--- Task ---
Count the lines in the items below that include the word "white", and give only that number.

--- Task input ---

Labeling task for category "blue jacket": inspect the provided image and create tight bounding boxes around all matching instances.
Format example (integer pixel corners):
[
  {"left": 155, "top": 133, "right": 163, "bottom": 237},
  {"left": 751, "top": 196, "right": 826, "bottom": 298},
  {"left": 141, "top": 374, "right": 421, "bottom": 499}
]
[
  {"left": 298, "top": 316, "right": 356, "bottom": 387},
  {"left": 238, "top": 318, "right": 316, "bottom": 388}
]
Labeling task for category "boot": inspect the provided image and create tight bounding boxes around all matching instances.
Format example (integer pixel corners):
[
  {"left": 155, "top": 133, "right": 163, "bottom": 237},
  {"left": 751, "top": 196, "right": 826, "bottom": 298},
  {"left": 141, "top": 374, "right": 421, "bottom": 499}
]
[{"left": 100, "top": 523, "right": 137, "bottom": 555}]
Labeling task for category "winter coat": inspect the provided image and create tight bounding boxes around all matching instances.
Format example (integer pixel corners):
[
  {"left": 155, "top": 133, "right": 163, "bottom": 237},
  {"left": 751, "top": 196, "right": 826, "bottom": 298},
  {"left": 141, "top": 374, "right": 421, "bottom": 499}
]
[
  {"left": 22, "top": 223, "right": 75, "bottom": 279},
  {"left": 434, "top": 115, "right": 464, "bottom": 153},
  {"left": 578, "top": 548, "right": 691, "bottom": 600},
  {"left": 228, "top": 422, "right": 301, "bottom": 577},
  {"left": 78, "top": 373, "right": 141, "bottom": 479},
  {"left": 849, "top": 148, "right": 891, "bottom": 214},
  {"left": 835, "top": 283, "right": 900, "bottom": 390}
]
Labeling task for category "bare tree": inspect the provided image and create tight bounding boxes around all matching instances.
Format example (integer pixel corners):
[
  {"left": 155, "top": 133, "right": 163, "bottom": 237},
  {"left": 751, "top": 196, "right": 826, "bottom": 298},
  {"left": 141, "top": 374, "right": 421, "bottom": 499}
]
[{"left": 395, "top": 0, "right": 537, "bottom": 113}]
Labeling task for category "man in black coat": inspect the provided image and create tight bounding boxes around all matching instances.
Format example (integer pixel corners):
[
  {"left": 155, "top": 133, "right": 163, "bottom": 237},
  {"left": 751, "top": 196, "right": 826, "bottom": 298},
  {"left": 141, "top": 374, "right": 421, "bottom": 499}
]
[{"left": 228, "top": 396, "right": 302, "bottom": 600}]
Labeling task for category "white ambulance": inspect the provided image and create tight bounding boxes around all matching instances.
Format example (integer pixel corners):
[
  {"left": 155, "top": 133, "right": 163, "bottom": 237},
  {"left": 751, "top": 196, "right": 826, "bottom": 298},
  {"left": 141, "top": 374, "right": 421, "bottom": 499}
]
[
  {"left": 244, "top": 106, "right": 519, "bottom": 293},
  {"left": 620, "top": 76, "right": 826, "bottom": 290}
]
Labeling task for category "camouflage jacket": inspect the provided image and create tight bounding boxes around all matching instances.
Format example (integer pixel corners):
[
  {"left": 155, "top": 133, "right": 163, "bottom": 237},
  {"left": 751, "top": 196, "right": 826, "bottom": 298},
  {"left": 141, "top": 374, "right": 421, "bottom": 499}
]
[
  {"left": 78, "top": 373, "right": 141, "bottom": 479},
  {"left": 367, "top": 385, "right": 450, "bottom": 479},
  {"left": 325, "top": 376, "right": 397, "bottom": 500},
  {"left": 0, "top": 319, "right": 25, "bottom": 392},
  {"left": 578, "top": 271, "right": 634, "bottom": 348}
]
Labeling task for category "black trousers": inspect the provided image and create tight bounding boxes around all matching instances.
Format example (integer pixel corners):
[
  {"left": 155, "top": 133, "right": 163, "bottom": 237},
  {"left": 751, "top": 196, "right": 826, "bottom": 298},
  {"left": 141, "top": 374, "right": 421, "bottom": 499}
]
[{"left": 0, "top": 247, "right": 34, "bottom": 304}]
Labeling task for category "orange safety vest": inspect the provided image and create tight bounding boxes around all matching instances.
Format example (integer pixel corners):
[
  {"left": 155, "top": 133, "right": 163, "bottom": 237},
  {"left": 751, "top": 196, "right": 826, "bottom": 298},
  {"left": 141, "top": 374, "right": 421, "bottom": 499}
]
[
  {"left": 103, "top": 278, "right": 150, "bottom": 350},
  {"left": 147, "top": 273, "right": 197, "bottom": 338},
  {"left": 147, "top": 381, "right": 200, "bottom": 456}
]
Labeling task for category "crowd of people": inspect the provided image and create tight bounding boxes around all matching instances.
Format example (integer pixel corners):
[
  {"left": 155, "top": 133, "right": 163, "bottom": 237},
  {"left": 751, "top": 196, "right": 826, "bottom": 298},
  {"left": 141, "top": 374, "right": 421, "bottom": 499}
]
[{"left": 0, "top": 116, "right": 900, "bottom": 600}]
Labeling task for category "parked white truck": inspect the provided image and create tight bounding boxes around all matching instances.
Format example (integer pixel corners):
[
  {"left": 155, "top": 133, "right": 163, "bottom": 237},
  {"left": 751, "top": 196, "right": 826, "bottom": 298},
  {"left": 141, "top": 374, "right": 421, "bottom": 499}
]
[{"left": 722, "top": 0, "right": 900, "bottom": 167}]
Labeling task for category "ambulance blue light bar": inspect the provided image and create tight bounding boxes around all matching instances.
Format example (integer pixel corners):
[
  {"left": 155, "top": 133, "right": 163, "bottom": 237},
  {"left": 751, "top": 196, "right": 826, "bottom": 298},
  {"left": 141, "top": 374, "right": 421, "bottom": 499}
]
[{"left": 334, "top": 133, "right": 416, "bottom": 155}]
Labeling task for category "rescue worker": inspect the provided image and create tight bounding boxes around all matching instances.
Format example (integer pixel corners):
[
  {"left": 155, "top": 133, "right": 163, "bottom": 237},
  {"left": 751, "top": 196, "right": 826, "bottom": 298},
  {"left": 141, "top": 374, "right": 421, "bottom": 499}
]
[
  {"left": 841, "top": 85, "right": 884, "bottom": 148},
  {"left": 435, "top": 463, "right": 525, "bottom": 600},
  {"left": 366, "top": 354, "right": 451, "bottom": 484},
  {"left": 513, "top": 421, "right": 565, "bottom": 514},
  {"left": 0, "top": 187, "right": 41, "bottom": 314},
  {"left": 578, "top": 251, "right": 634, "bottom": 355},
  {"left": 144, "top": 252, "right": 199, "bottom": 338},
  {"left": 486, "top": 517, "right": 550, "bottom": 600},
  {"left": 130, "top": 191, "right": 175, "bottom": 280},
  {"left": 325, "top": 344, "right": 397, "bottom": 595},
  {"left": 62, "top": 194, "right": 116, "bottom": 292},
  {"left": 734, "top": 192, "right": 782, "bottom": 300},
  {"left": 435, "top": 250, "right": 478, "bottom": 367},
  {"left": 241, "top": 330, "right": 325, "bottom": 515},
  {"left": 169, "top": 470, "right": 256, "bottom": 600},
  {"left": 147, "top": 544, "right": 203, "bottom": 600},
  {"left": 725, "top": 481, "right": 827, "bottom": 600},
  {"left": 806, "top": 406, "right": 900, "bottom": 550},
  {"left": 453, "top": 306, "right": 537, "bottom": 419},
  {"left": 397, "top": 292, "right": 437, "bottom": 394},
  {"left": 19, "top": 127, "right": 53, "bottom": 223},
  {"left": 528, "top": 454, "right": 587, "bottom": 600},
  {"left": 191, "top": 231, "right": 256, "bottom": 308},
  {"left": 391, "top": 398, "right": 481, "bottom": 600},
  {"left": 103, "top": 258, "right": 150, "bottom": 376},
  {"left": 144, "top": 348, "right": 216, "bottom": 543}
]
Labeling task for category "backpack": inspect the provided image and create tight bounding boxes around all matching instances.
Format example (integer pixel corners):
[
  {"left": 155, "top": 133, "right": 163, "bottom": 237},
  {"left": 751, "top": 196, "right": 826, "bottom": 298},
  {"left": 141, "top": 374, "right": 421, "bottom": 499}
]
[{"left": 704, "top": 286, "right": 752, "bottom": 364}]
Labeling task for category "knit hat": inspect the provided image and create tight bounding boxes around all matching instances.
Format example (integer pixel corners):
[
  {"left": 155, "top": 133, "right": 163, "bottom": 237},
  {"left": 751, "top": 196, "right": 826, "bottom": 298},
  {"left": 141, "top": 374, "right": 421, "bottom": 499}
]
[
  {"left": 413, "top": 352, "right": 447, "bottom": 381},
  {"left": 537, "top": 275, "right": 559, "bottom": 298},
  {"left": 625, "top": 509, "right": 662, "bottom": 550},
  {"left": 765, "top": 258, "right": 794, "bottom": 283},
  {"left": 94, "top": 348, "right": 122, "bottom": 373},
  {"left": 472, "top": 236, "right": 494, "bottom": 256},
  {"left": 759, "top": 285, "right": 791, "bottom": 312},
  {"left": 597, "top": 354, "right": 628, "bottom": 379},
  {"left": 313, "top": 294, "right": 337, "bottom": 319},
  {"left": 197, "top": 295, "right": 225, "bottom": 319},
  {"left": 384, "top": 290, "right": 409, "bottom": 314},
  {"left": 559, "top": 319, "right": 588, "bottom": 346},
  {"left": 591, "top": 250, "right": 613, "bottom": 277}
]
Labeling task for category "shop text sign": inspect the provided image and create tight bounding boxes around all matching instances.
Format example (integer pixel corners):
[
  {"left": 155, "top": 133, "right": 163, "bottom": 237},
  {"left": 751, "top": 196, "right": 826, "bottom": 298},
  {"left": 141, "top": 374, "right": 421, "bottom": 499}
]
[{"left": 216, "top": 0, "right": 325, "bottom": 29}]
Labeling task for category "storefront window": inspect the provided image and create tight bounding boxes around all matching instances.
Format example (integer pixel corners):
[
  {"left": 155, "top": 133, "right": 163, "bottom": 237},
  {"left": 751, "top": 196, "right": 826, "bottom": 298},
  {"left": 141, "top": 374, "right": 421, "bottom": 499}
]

--- Written response ---
2